* Start DOCUMENT TEXT *
Since the arrival of Māori in New Zealand more than 800 years ago, successive explorers have made their mark, each layered on top of the other. Two of these layers are prominent in the name of our land – Aotearoa New Zealand – providing abstract yet powerful notions of identity and inherent links to kinship.

Kathy Boyle

Frank Carpay was one of the many thousands of Dutch immigrants who arrived in New Zealand during the 1950s and 1960s. He arrived in Auckland in 1953, an innovative designer and decorator of ceramics who initially found employment at Crown Lynn pottery. Unfortunately, the conservative New Zealand buying public of that era found his work ‘foreign’, and his design line Handwerk was not a financial success. It was not until the early 2000s that his designs were given the respect they deserved. His work is now highly collectable and is held in Te Papa Tongarewa, New Zealand’s national museum.  Remembering Carpay depicts Carpay’s stylized bird design flying over a New Zealand landscape.

Beth Charles

Abel Tasman is officially recognized as the first European to discover New Zealand in 1642, and his men the first to encounter Māori. My series of prints celebrates this achievement, and the ongoing connection and migration between the two countries. The prints are all equally concerned with the theme of the exhibition Distant Kinship.

Elsbeth Cochius

In Barkskins by Annie Proulx I read about reckless destruction of the forest, including the Kauri trees. It made a deep impression on me. I wanted to make my New Zealand print about these giants, which only grow there. They are the oldest and highest trees of the world, and they are sacred to the Māori. With this print I aim to show the magic and majestic appearance of the Kauri and the habitat it creates for plants, insects and animals. Usually I carve lines and structures, but this time I have cut out the tree shapes and printed them thinly over each other to obtain the layered atmosphere of the woods.

Mark Graver

Layered memories of place and time, places observed, drawings revisited and stories old. The shop on the hill, in my hometown of St. Albans, is now a jeweler but, before my time, it was my grandfather’s sweet shop. After the war chocolate was rationed and in short supply. My father used to tell stories of how his father sent him to Amsterdam to buy chocolate and then smuggle it back for the shop.  The image is layered with sketches made when I first visited Amsterdam in 1986. These have been scanned, manipulated and mixed with a photo of the shop I took when I was last ‘home’.

Gea Karhof

One of the main themes in my work is to make connections between different times and cultures. New Zealand was still a terra incognita for me, but when I immersed myself in this subject a fascinating country with a unique nature and culture was revealed to me. As I drew, the magnolia flowers in my garden merged with the exceptional flora of the antipode. The Maori culture meets the comic heroes of my youth. Wonder Woman and Superman effortlessly sail into the picture in a waka. The Dutch province Zeeland is next to New Zealand and texts from Abel Tasman’s Journal are incorporated in the background.

Hans Kleinsman

Vivid patterns of small organic shapes, following a mathematical choreography, appear to dance in front of the eyes of the beholder. I create work based on numerical ranges, which I visualizes through computer-controlled drawing. The movement in the ‘New Zealand Print’ is constructed from a range of digital impulses while travelling. A self-developed drawing machine transfers the image from the digital world onto large lithographic stones and separate layers of colours can then be printed. Or I send the data to a ballpoint plotter, which draws directly on paper. It is this link between analogue and digital working which allows a dynamic image to emerge.
* End DOCUMENT TEXT *
* Start ENTRIES SUPPLIED *
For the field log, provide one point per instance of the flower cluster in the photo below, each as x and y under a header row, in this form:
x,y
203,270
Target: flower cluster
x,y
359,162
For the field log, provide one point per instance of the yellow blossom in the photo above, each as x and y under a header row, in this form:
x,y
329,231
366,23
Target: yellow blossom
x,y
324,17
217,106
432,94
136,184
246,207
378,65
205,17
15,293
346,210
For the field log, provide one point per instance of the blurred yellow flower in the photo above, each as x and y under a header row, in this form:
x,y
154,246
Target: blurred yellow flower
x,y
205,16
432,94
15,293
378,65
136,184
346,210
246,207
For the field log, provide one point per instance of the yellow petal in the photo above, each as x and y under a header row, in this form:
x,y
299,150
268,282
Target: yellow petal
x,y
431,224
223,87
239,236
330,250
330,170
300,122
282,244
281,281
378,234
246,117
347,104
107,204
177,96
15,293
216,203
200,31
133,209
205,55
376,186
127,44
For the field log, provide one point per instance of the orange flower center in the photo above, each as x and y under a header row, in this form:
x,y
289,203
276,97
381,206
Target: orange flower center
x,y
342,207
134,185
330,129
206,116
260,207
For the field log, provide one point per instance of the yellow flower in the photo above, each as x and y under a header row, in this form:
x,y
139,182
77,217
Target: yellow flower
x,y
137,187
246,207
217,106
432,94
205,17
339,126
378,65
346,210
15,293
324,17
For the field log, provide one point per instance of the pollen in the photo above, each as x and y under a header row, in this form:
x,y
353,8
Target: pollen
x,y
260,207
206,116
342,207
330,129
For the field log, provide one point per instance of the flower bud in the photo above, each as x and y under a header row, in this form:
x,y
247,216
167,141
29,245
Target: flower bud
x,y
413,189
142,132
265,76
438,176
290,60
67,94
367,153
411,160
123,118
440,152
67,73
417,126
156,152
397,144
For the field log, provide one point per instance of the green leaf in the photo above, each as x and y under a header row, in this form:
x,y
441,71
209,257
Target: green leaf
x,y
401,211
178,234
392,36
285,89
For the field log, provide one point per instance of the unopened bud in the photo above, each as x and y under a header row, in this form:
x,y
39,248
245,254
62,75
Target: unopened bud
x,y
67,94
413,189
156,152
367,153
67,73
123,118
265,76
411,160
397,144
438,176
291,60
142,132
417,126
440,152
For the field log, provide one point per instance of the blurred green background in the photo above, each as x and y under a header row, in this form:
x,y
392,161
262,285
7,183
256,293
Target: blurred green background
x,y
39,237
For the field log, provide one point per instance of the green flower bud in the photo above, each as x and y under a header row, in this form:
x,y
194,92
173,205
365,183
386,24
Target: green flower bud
* End ENTRIES SUPPLIED *
▸ **WHAT IS ASKED**
**1.** Reproduce the exhibition statements word for word from "Kathy Boyle" to "New Zealand landscape.".
**2.** According to the exhibition statements, why did Elsbeth Cochius cut out tree shapes and print them thinly over each other for the Kauri print instead of carving lines and structures?
Work only from the exhibition statements, not from the entries.

▸ **COMPLETE ANSWERS**
**1.**
Kathy Boyle

Frank Carpay was one of the many thousands of Dutch immigrants who arrived in New Zealand during the 1950s and 1960s. He arrived in Auckland in 1953, an innovative designer and decorator of ceramics who initially found employment at Crown Lynn pottery. Unfortunately, the conservative New Zealand buying public of that era found his work ‘foreign’, and his design line Handwerk was not a financial success. It was not until the early 2000s that his designs were given the respect they deserved. His work is now highly collectable and is held in Te Papa Tongarewa, New Zealand’s national museum.  Remembering Carpay depicts Carpay’s stylized bird design flying over a New Zealand landscape.

**2.** She cut out the tree shapes and printed them thinly over each other to obtain the layered atmosphere of the woods. She wanted the print to show the magic and majestic appearance of the Kauri and the habitat it creates for plants, insects and animals.